Your goal ▸ Write out all records as given; omit images.

Records for the task ▸
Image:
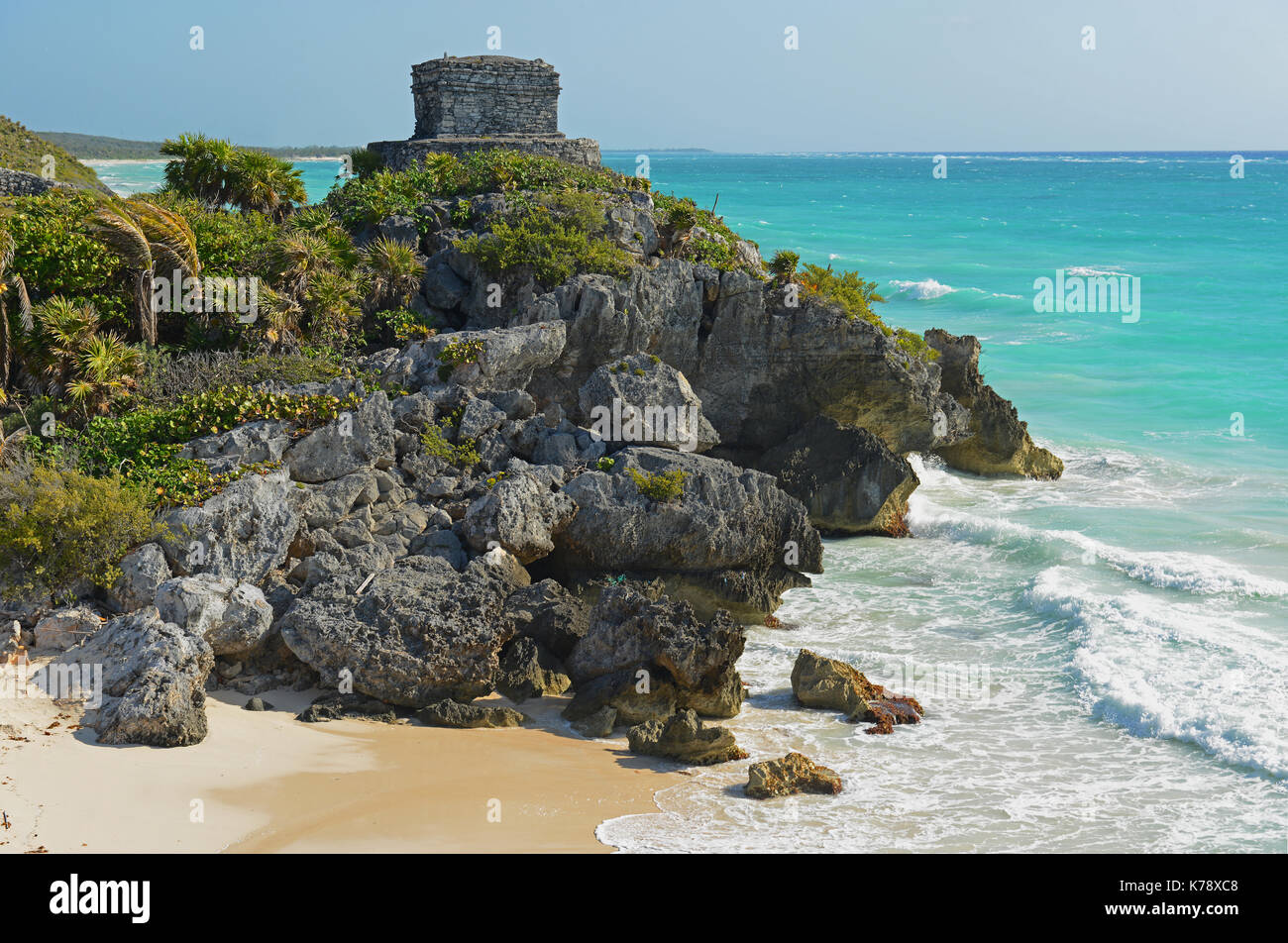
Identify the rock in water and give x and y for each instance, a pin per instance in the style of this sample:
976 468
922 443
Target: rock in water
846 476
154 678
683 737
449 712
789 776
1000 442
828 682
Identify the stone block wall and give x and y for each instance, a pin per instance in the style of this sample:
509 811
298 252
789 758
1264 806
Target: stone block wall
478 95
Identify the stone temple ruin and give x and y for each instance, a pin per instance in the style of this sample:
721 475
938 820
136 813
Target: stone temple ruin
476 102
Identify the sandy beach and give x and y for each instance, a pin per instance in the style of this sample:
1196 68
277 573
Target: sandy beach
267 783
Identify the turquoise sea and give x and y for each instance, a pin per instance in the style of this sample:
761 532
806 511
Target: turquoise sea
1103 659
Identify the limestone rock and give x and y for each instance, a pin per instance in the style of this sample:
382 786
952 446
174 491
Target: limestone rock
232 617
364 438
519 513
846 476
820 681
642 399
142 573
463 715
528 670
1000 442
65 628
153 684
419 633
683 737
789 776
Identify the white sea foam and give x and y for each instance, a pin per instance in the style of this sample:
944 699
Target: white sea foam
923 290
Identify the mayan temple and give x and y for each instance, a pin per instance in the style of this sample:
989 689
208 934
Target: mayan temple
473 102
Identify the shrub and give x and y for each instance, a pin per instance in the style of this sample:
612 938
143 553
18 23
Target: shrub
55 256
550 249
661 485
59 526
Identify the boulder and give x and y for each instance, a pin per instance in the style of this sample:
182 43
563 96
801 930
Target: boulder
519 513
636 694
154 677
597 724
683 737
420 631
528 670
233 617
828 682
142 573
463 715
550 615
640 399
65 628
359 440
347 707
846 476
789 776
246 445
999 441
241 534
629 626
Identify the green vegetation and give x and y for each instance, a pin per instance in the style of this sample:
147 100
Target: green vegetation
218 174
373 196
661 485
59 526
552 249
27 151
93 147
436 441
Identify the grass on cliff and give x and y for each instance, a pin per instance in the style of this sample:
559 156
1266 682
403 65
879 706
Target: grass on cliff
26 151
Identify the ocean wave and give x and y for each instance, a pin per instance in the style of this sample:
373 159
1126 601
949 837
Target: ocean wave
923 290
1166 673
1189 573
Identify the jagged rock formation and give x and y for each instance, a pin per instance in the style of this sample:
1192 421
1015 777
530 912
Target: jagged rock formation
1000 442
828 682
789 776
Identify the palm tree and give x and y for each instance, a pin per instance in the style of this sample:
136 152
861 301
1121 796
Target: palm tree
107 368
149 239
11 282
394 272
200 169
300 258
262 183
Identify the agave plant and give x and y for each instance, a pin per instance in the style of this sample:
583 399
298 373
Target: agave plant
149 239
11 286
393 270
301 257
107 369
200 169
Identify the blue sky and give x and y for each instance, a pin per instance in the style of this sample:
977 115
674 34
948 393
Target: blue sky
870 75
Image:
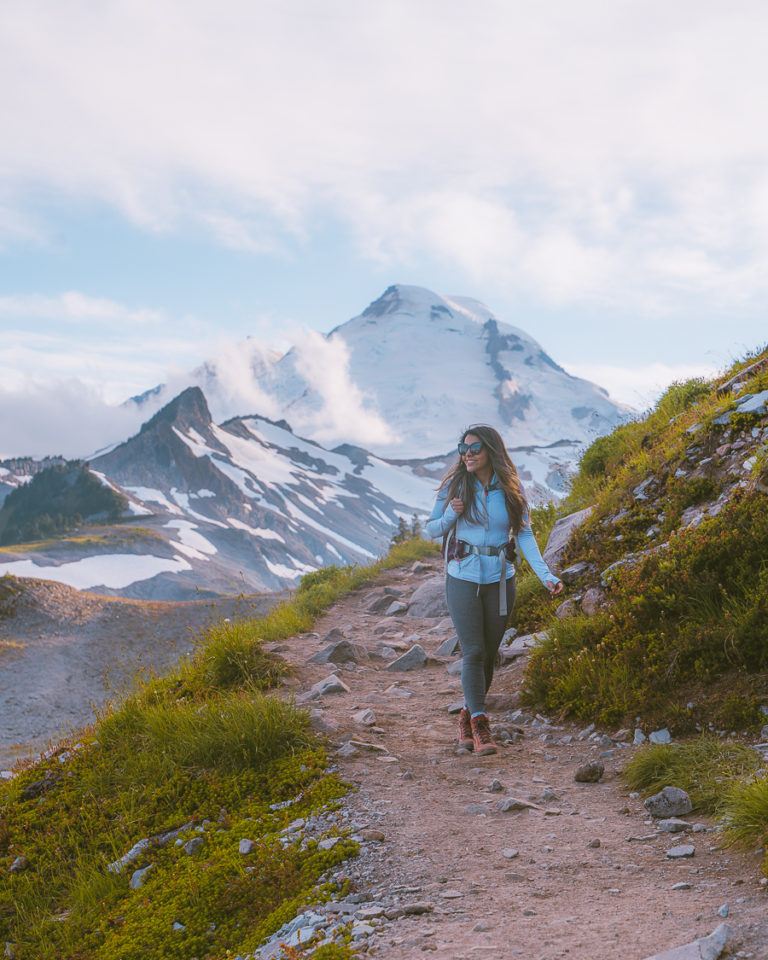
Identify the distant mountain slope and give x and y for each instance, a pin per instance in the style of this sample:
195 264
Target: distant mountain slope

Solution to the exercise ▸
Image:
Identify the rock in water and give x and y for each instance, a pin per instance in the style of this sample:
976 468
922 443
Target: rock in water
846 476
154 678
683 737
449 712
789 776
1000 442
828 682
Identify the stone block wall and give x and y for each instance, a pin per instance in the style of this sample:
509 811
298 252
789 758
1264 806
Target: stone block wall
478 95
Identify the stone temple ruin and give x and y for each instance, a pin per instance in the style of this sample:
721 475
938 820
136 813
Target: stone temple ruin
476 102
Identify the sandy beach and give x and y for each instance, a pin per instance in the style of this sample:
1196 68
277 573
Target: sandy beach
267 783
Identify the turquoise sea and give x and y for each instance, a pin per instance in the style of this sample:
761 532
806 511
Target: turquoise sea
1103 659
Identify the limestone rock and give x and y for each instance, a pin per instance in the style of this sample:
382 786
952 446
174 491
Target: limestone rock
232 617
364 438
519 513
846 476
820 681
642 399
142 573
463 715
528 670
1000 442
65 628
153 684
419 633
683 737
789 776
Identify the white sea foam and give x and y for each instance, a pin per instance in the style of this sample:
944 699
Target: white sea foam
923 290
Identify the mayan temple and give x and y for each instance, a pin per instance in the style of this sample:
989 689
208 934
Target: mayan temple
473 102
Identify the shrub and give x and y for each instance, a pin per instance in the style of this sample:
612 938
143 553
18 23
Target: shrub
55 256
550 249
661 485
59 526
Identify the boulder and give x and y for each instance, a pin per instance in the style of this sample:
182 43
563 96
801 930
Target: boulder
519 513
636 694
154 677
597 724
683 737
420 631
528 670
233 617
828 682
142 573
463 715
550 615
640 399
65 628
359 440
347 707
846 476
789 776
246 445
999 441
241 534
629 626
Identify the green vegetation and give x and y for each instance, a pin per instance in the style of this sample:
147 100
Target: green vegetation
218 174
373 196
661 485
59 526
552 249
27 151
93 147
436 441
Identify the grass on cliff and give x and y for each instance, a pin per instance in the style of this sample:
559 156
1266 682
403 65
879 706
Target: grass on cliff
26 151
Identify the ocean wave and give x and y for each instance, a pin per instance in the style of this sample:
373 159
1126 601
949 837
Target: ocean wave
923 290
1166 673
1189 573
Identify the jagged rock formation and give x and y for each instance, a pin per instance in the style of this sample:
1192 421
1015 777
530 912
Target: jagged rock formation
1000 442
828 682
789 776
Identify the palm tree and give x and y for each instance, a pin per instance in the style of this sample:
136 152
861 301
1121 796
Target: palm tree
107 368
149 239
11 282
394 272
200 169
300 258
262 183
Identify the agave plant and give x and y for each instance, a pin per instance in the style of this sample:
583 399
298 373
Target: agave plant
149 239
11 286
393 270
301 257
107 369
200 169
Identify the blue sky and give x and y for each instance, a pin per instance in the style of this sample:
977 115
674 34
948 393
Target: blue sky
870 75
Image:
Identify the distant mountain slope and give x and y for each instance, a pin per instance in the style of this sample:
195 264
Target: distant mountain slope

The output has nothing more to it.